— WHAT THE EXERCISE ASKS —
Copy the records word for word, from their first line through the line containing "465 579 L 472", and include both of those lines.

+---+

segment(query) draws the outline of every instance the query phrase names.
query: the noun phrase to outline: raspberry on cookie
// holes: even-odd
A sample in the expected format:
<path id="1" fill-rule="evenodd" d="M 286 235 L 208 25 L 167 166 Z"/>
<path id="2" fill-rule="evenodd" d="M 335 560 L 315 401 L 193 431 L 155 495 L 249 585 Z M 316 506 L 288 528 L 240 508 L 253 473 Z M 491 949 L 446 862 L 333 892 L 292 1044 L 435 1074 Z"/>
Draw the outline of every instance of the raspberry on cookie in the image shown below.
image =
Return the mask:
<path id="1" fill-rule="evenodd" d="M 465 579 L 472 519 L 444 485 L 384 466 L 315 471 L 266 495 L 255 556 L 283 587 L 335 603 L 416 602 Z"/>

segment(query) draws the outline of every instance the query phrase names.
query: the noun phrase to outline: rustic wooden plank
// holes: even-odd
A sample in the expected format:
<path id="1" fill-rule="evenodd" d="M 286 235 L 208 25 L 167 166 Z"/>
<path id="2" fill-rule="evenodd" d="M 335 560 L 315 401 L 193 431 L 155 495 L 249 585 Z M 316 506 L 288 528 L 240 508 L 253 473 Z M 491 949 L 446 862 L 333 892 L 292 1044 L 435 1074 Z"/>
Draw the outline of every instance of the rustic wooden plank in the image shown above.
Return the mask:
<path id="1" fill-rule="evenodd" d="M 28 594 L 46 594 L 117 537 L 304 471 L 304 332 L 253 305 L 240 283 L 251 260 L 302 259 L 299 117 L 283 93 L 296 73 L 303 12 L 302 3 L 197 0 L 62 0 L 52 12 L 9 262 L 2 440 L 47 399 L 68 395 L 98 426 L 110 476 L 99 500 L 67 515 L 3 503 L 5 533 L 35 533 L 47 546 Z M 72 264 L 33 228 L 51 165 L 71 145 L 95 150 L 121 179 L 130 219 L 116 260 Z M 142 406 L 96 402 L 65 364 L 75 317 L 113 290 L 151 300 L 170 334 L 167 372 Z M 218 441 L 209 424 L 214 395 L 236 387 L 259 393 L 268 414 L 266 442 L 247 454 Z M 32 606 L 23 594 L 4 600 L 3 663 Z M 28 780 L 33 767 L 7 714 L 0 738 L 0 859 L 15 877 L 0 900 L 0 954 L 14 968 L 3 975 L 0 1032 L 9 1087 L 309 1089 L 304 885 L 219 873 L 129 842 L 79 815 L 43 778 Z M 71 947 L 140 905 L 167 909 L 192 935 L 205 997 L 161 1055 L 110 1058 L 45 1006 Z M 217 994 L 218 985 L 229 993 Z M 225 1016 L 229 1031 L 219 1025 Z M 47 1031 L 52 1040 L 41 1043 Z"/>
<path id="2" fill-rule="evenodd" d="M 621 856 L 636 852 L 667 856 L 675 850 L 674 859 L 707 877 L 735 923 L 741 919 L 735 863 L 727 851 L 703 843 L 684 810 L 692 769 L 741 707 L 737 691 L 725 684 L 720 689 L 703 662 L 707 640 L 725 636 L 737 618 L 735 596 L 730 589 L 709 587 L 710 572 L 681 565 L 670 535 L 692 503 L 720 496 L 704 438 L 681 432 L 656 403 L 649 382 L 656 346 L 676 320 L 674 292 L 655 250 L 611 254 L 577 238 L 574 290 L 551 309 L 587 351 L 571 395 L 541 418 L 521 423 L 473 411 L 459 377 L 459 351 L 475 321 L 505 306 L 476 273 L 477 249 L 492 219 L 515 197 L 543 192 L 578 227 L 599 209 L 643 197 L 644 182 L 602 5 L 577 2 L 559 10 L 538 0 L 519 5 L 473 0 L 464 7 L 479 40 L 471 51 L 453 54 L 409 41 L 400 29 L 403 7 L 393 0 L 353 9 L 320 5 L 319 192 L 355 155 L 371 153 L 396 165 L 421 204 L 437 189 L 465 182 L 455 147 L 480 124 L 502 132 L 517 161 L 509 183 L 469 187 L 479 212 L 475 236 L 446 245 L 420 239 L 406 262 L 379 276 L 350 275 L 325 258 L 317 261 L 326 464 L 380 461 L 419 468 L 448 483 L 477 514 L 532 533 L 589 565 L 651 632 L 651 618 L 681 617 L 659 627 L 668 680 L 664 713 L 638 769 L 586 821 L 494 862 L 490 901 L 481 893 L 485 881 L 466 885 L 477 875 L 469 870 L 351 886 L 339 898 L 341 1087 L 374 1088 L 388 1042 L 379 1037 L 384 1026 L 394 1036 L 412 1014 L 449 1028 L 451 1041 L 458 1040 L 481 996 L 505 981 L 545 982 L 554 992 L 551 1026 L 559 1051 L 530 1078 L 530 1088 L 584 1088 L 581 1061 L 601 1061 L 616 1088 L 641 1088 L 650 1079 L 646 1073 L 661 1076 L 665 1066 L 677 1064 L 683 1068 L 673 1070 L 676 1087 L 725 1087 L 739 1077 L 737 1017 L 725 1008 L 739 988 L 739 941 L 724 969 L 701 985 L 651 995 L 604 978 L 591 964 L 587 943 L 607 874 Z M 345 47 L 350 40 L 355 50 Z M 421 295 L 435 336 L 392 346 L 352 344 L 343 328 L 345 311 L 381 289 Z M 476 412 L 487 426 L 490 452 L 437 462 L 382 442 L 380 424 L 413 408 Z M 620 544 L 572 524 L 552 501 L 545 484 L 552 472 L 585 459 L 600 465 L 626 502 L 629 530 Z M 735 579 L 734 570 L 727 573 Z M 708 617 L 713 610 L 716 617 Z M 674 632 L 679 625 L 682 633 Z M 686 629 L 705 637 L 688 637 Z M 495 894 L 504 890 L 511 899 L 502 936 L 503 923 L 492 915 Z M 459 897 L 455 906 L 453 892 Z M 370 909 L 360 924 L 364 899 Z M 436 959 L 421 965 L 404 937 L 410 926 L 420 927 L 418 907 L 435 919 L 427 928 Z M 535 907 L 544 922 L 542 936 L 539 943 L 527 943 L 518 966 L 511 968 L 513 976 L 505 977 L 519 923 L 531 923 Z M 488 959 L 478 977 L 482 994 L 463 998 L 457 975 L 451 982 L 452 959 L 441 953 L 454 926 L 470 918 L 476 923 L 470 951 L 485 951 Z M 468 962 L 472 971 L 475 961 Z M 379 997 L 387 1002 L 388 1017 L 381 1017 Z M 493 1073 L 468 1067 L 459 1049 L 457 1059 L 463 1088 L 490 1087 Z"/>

+---+

— RESULT OF THIS TASK —
segment(query) draws the outline of every instance the query phrase names.
query: the noun phrase to outline: raspberry on cookie
// holes: even-odd
A sample in the expected format:
<path id="1" fill-rule="evenodd" d="M 286 235 L 208 25 L 167 166 Z"/>
<path id="2" fill-rule="evenodd" d="M 335 560 L 315 401 L 193 431 L 155 495 L 249 585 Z M 316 506 L 288 528 L 240 508 L 253 473 Z M 491 949 L 446 862 L 333 892 L 292 1044 L 435 1074 Z"/>
Draw the outline of every instance of the raspberry on cookie in the image shown below.
image =
Return the mask:
<path id="1" fill-rule="evenodd" d="M 465 579 L 472 519 L 444 485 L 384 466 L 315 471 L 266 495 L 255 556 L 283 587 L 335 603 L 416 602 Z"/>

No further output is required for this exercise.